## Page extract

(begin)

Tomorrow, in the Federal Register, the fee increase changes are being officially announced. We are talking about an increase from $330/$70 - for applying and fingerprinting - to $595/$80. That is if these changes go through. I fully expect Congress to question these charges. It is the green card applicants that I feel sorry for. Work permits are going from $195 right up to $475. Green card applications are going from $325 up to $905. All in the endeavour of making the immigration/citizenship process much smoother. There is no doubt that this is a lock-out procedure.

I faired much better then everyone else with these rises - mine is actually under one hundred percent. These changes will be implemented in mid-June, and will probably go ahead as planned. It's a shame. There are definitely criminals in high places in this country. It doesn't deter me, though. I will just have to work longer hours and get the money together. I am probably looking at $675 - it is currently standing at $400 - to get this all processed. By the end of March we will all know if it has been successfully challenged or not. I'm betting that these changes will be carved in stone, though.

(end)

## Record extracts
(begin)

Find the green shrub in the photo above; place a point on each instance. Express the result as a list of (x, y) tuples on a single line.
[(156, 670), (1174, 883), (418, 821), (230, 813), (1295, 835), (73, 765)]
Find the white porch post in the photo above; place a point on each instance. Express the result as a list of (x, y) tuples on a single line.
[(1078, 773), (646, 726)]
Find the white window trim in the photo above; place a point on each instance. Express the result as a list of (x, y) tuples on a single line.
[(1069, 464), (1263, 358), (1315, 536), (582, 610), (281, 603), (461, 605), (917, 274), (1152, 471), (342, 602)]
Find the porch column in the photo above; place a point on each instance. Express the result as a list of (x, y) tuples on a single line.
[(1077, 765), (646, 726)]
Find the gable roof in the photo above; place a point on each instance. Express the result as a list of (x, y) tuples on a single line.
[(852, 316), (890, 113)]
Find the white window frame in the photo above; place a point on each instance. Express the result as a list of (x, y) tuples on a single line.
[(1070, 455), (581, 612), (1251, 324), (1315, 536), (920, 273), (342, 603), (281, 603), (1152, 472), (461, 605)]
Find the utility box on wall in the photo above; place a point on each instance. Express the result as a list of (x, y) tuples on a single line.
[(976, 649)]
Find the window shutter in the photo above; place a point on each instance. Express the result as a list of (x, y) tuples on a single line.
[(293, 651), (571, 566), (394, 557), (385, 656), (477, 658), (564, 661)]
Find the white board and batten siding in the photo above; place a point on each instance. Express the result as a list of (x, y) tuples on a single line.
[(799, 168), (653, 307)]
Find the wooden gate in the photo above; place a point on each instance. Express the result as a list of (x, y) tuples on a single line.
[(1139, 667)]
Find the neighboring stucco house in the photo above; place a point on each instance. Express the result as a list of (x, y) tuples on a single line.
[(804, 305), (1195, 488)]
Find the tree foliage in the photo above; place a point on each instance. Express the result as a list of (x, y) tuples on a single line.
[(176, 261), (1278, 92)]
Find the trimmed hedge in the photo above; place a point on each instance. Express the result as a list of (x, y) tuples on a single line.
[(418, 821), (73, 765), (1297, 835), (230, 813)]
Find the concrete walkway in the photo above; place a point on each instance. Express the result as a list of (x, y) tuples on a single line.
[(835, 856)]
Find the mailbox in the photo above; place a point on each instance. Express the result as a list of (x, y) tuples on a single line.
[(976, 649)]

(end)

## To be done
1/ In the immigration fee post, what new amount is given for work permits?
2/ Resume the immigration fee post after its final sentence, keeping the same first-person voice.
The rows have no connection to the immigration fee post.

## Answers provided
1/ $475, up from $195.

2/
- - - - -

I left for work this morning. The temperature was 4.9 degrees. In other words, damn cold! I wish it was spring. I have always dreamed that that is the season I would like to die in - not the next one, of course. My bike has been standing for a few weeks. I won't ride it in these near arctic conditions. I turned the engine over tonight. It took a while, but I got it going in the end. On Sunday it is supposed to reach 0. That is the night of the Colts game - indoors, of course.

I am feeling bloody terrible these days. I am getting head rushes all day long, and my blood pressure is on the rise. It reached 149/80 the other day. Today is was 142/75. That, if I am not mistaken, is bordering on hypertension levels. I am monitoring it. I feel a little rundown at the moment, but I am resting more.

There has not been much talk about Vista. Wasn't this the wonderful new OS that we were promised? I have not witnessed many ripples in the pool over this. There seems to be too much security, too many author permissions, and too much DRM. In other words, too much bollocks. It might be worthwhile looking into Linux again. Maybe I will get back into Linux again. In the meantime, I will keep a close eye on Vista. Their new desktop background - Windows Dreamscene - enables the use of videos as a background. A step forward from gifs and jpgs.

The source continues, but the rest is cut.